-- START EXTRACTED ENTRIES --

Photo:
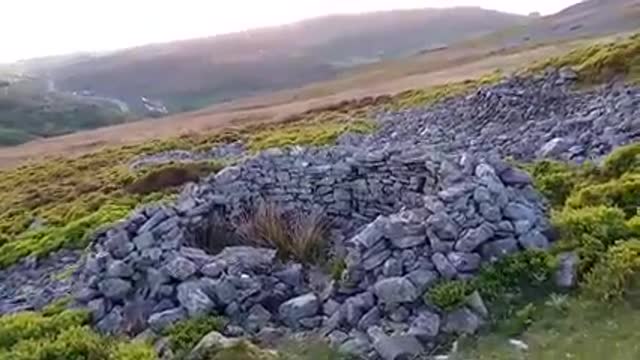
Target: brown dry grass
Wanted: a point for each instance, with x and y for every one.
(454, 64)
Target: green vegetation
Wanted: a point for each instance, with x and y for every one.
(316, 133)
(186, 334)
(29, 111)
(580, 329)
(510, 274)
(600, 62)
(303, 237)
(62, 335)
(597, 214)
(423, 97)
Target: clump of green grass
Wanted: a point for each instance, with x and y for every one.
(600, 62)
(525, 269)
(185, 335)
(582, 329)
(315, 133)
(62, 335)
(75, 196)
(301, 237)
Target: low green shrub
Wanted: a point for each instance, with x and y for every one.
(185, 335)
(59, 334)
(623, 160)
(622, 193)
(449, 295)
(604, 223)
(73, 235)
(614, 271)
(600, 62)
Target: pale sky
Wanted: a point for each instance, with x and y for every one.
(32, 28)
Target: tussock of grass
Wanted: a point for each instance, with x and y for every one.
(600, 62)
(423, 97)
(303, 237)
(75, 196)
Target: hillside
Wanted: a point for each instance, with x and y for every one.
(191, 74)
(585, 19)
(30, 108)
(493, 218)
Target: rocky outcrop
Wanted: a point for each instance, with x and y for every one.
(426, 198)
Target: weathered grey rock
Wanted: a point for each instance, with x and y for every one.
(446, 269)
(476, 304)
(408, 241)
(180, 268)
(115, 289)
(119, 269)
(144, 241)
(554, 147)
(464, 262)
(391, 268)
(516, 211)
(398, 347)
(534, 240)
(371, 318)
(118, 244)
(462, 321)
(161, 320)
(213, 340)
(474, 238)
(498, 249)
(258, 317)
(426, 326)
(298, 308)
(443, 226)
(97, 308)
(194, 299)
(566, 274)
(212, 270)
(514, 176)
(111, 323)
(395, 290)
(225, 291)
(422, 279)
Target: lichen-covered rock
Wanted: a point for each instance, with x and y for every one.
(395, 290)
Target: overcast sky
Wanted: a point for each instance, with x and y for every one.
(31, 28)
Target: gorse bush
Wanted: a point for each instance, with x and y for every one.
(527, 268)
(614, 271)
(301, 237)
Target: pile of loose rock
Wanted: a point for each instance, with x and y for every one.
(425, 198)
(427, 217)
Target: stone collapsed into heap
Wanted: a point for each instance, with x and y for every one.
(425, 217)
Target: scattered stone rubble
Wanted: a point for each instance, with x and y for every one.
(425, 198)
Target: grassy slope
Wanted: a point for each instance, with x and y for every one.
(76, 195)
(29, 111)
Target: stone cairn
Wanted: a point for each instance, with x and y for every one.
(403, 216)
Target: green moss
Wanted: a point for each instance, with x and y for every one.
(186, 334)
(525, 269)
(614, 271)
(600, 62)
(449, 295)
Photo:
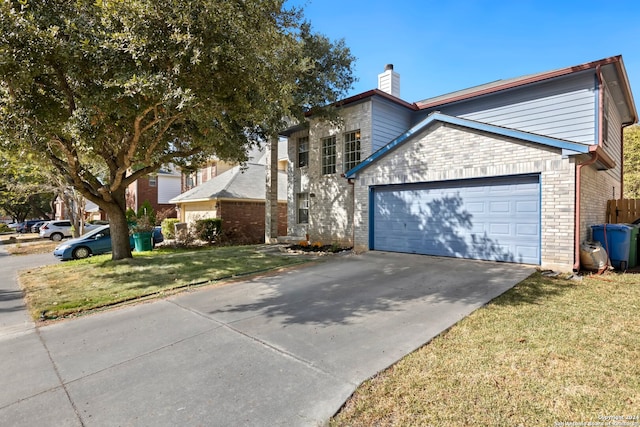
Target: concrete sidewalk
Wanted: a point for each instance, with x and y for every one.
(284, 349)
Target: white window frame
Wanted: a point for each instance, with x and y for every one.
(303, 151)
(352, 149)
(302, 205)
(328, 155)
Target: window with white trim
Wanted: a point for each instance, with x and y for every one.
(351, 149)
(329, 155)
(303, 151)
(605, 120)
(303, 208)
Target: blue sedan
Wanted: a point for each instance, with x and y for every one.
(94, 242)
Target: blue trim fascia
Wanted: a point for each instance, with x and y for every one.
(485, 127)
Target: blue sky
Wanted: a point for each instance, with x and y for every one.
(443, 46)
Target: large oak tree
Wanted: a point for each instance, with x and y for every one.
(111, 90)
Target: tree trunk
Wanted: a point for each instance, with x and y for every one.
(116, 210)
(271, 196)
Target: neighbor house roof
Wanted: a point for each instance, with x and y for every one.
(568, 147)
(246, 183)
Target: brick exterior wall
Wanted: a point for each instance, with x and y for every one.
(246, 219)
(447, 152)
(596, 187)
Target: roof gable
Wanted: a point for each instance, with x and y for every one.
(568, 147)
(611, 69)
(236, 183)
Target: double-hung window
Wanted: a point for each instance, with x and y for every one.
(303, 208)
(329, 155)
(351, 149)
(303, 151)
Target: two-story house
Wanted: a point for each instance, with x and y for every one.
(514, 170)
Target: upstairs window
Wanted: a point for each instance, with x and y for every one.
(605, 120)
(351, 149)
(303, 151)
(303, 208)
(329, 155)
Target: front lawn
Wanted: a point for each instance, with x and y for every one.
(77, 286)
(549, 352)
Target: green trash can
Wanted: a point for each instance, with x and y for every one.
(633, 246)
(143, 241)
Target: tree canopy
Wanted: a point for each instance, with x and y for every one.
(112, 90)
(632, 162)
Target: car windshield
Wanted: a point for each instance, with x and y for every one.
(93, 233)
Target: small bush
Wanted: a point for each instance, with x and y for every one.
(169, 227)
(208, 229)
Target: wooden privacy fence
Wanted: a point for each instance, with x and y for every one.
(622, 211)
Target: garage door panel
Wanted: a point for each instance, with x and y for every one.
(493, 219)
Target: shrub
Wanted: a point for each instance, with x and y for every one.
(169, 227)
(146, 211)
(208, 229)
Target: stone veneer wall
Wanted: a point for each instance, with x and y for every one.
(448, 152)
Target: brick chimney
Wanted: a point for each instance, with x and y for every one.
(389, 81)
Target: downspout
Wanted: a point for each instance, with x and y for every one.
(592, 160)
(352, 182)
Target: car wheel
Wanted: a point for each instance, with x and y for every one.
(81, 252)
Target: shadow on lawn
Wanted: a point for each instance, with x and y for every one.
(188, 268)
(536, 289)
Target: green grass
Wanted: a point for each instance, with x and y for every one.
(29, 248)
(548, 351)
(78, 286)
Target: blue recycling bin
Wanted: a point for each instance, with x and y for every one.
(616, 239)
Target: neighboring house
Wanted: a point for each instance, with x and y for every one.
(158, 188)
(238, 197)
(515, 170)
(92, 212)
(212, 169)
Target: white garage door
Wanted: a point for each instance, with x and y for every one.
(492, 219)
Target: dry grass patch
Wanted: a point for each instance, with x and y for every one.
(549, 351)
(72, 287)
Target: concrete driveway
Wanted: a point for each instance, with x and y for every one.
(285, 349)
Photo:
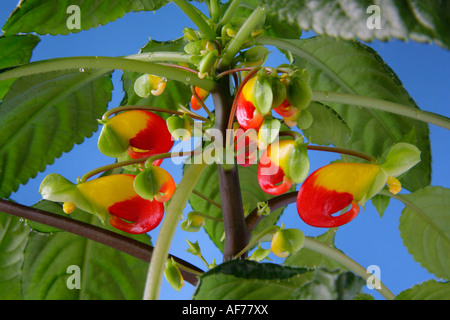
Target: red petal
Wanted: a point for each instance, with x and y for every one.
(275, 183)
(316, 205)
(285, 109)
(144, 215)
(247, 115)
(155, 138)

-- END EXTRACTED ENTRIES --

■ THE PROBLEM: Write out all the records above again, substituting "occurrence" for "instance" wherever it appears and changing nothing else. Leave the pictures out of your answer.

■ SOLUTION TO THE PROBLEM:
Photo:
Target: brown dry grass
Wanted: a point for each occurrence, with x and y for every one.
(454, 64)
Target: green vegetation
Wanted: a point for each occurrence, with x and y for every one.
(316, 133)
(186, 334)
(29, 111)
(580, 329)
(510, 274)
(600, 62)
(303, 237)
(62, 335)
(597, 214)
(423, 97)
Target: clump of green grass
Wanted: a point for each occurrence, with x and y for every one.
(600, 62)
(525, 269)
(185, 335)
(582, 329)
(315, 133)
(62, 335)
(75, 196)
(301, 237)
Target: low green shrub
Wanted: a point for each occurrence, with x and y for every one.
(185, 335)
(59, 334)
(623, 160)
(622, 193)
(449, 295)
(604, 223)
(73, 235)
(614, 271)
(600, 62)
Target: pale sky
Wanted: a point for each occurrence, with x and y for every one.
(32, 28)
Target: tussock of grass
Wanted: a point for each occurrence, with x and y for every one.
(600, 62)
(423, 97)
(303, 237)
(75, 196)
Target: hillside
Wanted: a point for each occurrence, with x and y for every one.
(191, 74)
(585, 19)
(30, 108)
(493, 218)
Target: rocky outcrop
Wanted: a point for each occurrence, with x and y for every one.
(426, 198)
Target: weathered grey rock
Wanted: a point for each occurrence, with x and y for every one.
(446, 269)
(476, 304)
(408, 241)
(180, 268)
(115, 289)
(119, 269)
(144, 241)
(554, 147)
(464, 262)
(391, 268)
(516, 211)
(398, 347)
(534, 240)
(371, 318)
(118, 244)
(462, 321)
(161, 320)
(213, 340)
(474, 238)
(498, 249)
(258, 317)
(426, 326)
(298, 308)
(443, 226)
(97, 308)
(194, 299)
(566, 274)
(212, 270)
(514, 176)
(111, 323)
(395, 290)
(225, 291)
(422, 279)
Target: lichen-covered rock
Wanted: a point for each occurrence, with x and y for every one.
(395, 290)
Target: overcast sky
Wanted: a point for each occurrence, with x and y for every one.
(31, 28)
Target: gorse bush
Wanted: a point for each occurrence, with x and y for every one.
(527, 268)
(614, 271)
(301, 237)
Target: pile of loose rock
Wanted: a point for each occurrence, with x and y for every one.
(425, 198)
(427, 217)
Target: stone collapsed into heap
Wanted: a point for each occurrence, with x and y for every one.
(425, 217)
Target: scattered stone rubble
Wanted: a point for each occurrence, with x and y for every one.
(425, 198)
Target: grassy slope
Wanted: a point for each occurrence, with x and y for every one.
(76, 195)
(29, 111)
Target: stone cairn
Wanted: a point for each occurrence, with x and y for every one.
(403, 216)
Target: green moss
Wanted: a point for each occurrence, with x and y for every one.
(186, 334)
(525, 269)
(614, 271)
(600, 62)
(449, 295)
Photo:
Target: concrete sidewalk
Wanted: a point for each occurrence, with x and y for every one.
(284, 349)
Target: white window frame
Wanted: a point for each occurrence, with x and y for every one.
(303, 151)
(352, 149)
(302, 205)
(328, 155)
Target: window with white trim
Wanted: a point for each occurrence, with x and y for every one.
(351, 149)
(329, 155)
(303, 151)
(605, 120)
(303, 208)
Target: blue sedan
Wanted: a point for each occurrence, with x and y for every one.
(94, 242)
Target: blue trim fascia
Wanted: a point for each occurrence, with x and y for every one.
(485, 127)
Target: blue sky
Wanted: a point for each occurrence, with x and y for every one.
(443, 46)
Target: large oak tree
Wanted: a point for each occurrence, with x and y for every one.
(111, 90)
Target: tree trunk
Wanted: a point for each occurrence, with x and y for every one.
(116, 210)
(271, 196)
Target: neighbor house roof
Wanted: a point for each occurrence, with x and y for every one.
(568, 147)
(246, 183)
Target: brick exterior wall
Wanted: a point for each occurrence, with x and y for every one.
(246, 219)
(447, 152)
(596, 187)
Target: roof gable
Wanted: a point for each occurrence, with x and y for every one.
(568, 147)
(611, 69)
(236, 183)
Target: double-hung window
Wanted: a point for each occurrence, with x and y for every one.
(303, 208)
(329, 155)
(351, 149)
(303, 151)
Target: two-story house
Wanted: a point for each occurrence, with x and y for every one.
(514, 170)
Target: upstairs window
Wanted: a point for each occurrence, with x and y for every one.
(605, 120)
(351, 149)
(303, 151)
(303, 208)
(329, 155)
Target: front lawn
Wanted: a point for each occurrence, with x and y for every one.
(77, 286)
(549, 352)
Target: green trash can
Wanted: a point for each occurrence, with x and y for every one.
(633, 246)
(143, 241)
Target: tree canopy
Wanted: a point for each occurrence, with x and y for every one.
(112, 90)
(632, 162)
Target: car windshield
Wanted: a point for each occurrence, with x and y for every one.
(93, 233)
Target: small bush
Wanted: a point for each occurrence, with x and y for every one.
(169, 227)
(208, 229)
Target: wooden privacy fence
Wanted: a point for each occurrence, with x and y for every one.
(622, 211)
Target: garage door panel
Wanted: a point for each occurrence, with x and y for every one.
(493, 219)
Target: shrub
Wanted: a point for each occurrence, with x and y for every one.
(169, 227)
(146, 211)
(208, 229)
Target: stone veneer wall
Wanted: a point for each occurrence, with x and y for every one.
(448, 152)
Target: brick chimney
Wanted: a point for each occurrence, with x and y for every one.
(389, 81)
Target: downspout
Wanted: a point for each occurrence, with x and y for every one.
(592, 160)
(352, 182)
Target: car wheel
Wanted: a point for each occurrence, with x and y for every one.
(81, 252)
Target: shadow on lawn
Wanted: a point for each occurrence, with x and y for every one.
(188, 268)
(536, 289)
Target: green grass
Wanted: a point for each occurrence, with x and y for every one.
(29, 248)
(548, 351)
(78, 286)
Target: blue recycling bin
Wanted: a point for each occurrence, with x and y for every one.
(616, 239)
Target: neighboring house
Wanted: a point for each occurrence, with x and y for every one.
(158, 188)
(238, 197)
(515, 170)
(92, 212)
(212, 169)
Target: white garage door
Wanted: a point for each occurrence, with x and y for every one.
(492, 219)
Target: dry grass patch
Wanted: a point for each occurrence, with x and y for every one.
(549, 351)
(72, 287)
Target: concrete driveway
Wanted: a point for each occurrence, with x and y for every one.
(285, 349)
Photo:
Target: red petal
Wanted: a point for each occurrence, with x and y for every one.
(275, 183)
(316, 205)
(285, 109)
(144, 215)
(247, 115)
(155, 138)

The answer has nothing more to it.